◆ SELECTED EXTRACT:
+-------+
Henry Saputra (hsaputra) has been added to the mentor list.

We are still interested in proposal feedback and mentor volunteers.

-Taylor

> On Aug 6, 2018, at 10:47 AM, P. Taylor Goetz <ptgo...@apache.org> wrote:
> 
> I would like to propose DLab as an Apache Incubator project.
> 
> The text of the proposal can be found below as well as on the Incubator wiki:
> 
> https://wiki.apache.org/incubator/DLabProposal
> 
> We are seeking additional mentors and would welcome anyone who would like to 
> volunteer.
> 
> -Taylor
> 
> 
> = DLab Proposal =
> 
> == Abstract ==
> DLab is a platform for creating self-service, exploratory data science 
> environments in the cloud using best-of-breed data science tools.
> 
> DLab includes a self-service web console, used to create and manage 
> exploratory environments. It allows teams to spin up analytical environments 
> with just a single click of a mouse. Once established, the environment can be 
> managed by an analytical team itself, leveraging simple and easy-to-use 
> web-based interface.
+-------+
◆ TASKS FOR THIS EXERCISE:
1: In the DLab proposal message, translate this sentence into Spanish: "DLab is a platform for creating self-service, exploratory data science environments in the cloud using best-of-breed data science tools."
2: According to the DLab proposal message, who has been added to the mentor list?

◆ DATA LISTING:
+-------+
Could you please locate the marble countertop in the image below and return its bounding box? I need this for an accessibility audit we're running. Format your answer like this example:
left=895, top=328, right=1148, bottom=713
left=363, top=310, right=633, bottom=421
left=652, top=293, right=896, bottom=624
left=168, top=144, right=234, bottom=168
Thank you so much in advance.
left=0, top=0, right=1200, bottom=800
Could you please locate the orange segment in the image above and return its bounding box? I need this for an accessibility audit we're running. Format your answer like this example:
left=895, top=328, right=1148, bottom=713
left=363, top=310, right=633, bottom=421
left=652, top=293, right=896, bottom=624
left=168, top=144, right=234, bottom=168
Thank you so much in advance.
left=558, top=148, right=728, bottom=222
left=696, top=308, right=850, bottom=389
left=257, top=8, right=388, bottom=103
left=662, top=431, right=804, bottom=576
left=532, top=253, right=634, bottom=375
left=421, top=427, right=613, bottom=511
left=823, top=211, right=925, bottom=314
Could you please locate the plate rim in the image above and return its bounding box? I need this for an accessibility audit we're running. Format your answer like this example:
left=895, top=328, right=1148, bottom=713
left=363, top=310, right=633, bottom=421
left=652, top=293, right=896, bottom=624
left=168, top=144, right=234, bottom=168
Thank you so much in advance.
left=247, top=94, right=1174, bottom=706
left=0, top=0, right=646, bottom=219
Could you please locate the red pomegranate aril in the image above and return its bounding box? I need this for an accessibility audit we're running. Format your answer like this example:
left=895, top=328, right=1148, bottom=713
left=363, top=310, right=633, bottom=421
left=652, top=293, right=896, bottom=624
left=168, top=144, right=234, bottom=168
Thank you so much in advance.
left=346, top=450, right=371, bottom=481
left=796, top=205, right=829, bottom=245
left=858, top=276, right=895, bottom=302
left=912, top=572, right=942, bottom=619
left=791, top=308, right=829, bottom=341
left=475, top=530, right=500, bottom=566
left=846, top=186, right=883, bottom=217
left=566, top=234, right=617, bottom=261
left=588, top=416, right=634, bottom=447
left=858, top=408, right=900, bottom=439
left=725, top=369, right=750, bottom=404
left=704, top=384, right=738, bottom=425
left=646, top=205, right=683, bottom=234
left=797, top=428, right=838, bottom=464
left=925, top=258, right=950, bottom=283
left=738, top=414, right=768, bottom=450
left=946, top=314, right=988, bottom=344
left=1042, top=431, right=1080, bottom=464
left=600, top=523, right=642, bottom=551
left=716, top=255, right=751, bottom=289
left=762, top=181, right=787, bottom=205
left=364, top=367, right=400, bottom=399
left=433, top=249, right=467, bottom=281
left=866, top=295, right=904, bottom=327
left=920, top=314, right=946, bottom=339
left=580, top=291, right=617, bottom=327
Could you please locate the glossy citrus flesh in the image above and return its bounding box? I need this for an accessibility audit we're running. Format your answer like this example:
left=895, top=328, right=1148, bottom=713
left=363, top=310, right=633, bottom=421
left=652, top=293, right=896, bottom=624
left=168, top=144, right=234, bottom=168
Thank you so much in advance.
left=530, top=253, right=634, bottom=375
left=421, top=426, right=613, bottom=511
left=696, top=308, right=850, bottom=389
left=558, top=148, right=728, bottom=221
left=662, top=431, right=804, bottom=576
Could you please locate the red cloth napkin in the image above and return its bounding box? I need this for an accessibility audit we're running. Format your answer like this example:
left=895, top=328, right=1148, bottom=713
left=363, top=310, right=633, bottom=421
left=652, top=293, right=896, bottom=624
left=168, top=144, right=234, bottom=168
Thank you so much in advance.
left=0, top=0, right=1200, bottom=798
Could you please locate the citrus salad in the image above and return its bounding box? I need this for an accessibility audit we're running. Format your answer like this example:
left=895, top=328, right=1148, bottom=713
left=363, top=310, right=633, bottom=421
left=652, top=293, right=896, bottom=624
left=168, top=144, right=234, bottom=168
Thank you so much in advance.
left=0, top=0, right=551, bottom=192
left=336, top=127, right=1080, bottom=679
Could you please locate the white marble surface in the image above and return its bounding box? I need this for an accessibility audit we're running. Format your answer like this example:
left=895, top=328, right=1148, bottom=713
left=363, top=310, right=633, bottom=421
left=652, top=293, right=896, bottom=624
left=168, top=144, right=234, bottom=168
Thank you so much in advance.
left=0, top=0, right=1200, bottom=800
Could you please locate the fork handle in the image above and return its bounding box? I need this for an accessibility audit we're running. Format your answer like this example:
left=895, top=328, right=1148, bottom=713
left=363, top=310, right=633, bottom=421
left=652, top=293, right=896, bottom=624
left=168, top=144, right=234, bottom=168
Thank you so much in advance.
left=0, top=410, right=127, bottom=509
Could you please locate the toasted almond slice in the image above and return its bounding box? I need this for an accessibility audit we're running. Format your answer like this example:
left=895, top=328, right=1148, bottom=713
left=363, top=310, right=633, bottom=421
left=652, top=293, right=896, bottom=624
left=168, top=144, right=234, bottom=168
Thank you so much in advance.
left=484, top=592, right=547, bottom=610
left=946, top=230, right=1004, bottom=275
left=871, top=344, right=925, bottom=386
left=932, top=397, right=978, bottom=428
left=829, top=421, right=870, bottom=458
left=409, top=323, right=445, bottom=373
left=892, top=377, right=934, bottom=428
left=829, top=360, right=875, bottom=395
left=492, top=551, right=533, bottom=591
+-------+
◆ THE RESPONSES:
1: DLab es una plataforma para crear entornos de ciencia de datos exploratorios y de autoservicio en la nube utilizando las mejores herramientas de ciencia de datos.

2: Henry Saputra (hsaputra).